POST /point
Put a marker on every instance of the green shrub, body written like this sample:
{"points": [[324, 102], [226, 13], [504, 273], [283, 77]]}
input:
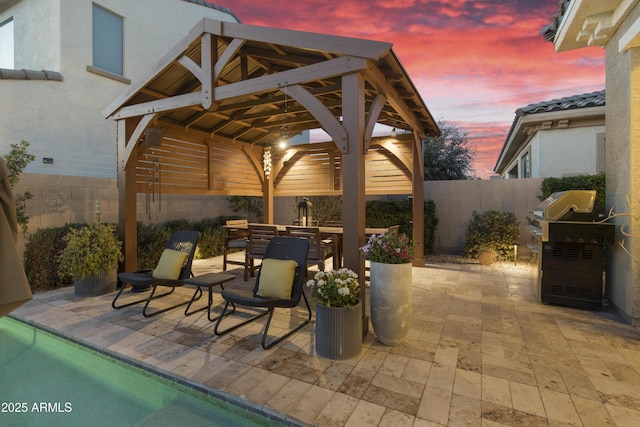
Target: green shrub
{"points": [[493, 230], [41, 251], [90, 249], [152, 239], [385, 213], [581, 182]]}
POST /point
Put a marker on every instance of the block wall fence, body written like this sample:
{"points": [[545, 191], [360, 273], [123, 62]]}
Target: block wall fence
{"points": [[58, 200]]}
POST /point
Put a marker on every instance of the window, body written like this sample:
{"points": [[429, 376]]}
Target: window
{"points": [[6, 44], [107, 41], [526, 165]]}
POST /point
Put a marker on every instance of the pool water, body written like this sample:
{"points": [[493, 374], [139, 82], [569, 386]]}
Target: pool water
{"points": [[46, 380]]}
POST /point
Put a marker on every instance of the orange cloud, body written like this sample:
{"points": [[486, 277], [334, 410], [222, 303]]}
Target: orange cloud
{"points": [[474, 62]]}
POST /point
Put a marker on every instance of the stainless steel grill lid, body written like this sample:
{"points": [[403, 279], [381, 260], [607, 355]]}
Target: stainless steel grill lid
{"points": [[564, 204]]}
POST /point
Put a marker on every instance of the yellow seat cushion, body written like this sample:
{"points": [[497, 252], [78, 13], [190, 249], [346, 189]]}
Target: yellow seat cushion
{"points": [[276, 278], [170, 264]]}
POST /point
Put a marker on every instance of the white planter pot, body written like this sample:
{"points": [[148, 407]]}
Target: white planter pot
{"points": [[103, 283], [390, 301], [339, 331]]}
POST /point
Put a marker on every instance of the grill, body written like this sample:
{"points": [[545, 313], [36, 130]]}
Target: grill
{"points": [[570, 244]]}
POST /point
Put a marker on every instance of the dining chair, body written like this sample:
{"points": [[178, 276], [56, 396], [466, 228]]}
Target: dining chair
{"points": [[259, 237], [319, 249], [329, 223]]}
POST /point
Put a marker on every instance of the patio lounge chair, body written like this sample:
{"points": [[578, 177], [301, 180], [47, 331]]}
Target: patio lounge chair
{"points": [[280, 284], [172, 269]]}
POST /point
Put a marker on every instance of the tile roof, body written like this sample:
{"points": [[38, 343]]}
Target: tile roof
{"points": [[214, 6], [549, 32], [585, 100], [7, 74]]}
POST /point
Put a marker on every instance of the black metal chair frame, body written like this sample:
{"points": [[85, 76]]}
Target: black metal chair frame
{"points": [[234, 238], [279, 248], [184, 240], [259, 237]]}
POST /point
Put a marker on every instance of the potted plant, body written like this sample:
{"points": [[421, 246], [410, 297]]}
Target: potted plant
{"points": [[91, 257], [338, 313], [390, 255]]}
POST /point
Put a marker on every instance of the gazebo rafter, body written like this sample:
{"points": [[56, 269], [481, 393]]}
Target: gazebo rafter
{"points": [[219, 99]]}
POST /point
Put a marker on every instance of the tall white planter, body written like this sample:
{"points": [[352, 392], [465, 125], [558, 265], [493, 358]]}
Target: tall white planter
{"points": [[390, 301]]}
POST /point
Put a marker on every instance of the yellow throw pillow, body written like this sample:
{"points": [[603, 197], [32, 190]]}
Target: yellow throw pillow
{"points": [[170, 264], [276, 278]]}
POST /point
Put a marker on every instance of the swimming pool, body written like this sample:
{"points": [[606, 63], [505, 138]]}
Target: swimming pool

(TASK REQUIREMENTS)
Please repeat the part of the rows that opens with the first line and closes with the line containing "Target: green shrub", replacing "shrub" with "bush" and leaving everything else unchanged. Leave the pictures out of your answer.

(TASK SOLUTION)
POST /point
Put a marker on every instance of the green bush, body written like this sample:
{"points": [[324, 102], [226, 13], [504, 273], [283, 77]]}
input:
Target: green bush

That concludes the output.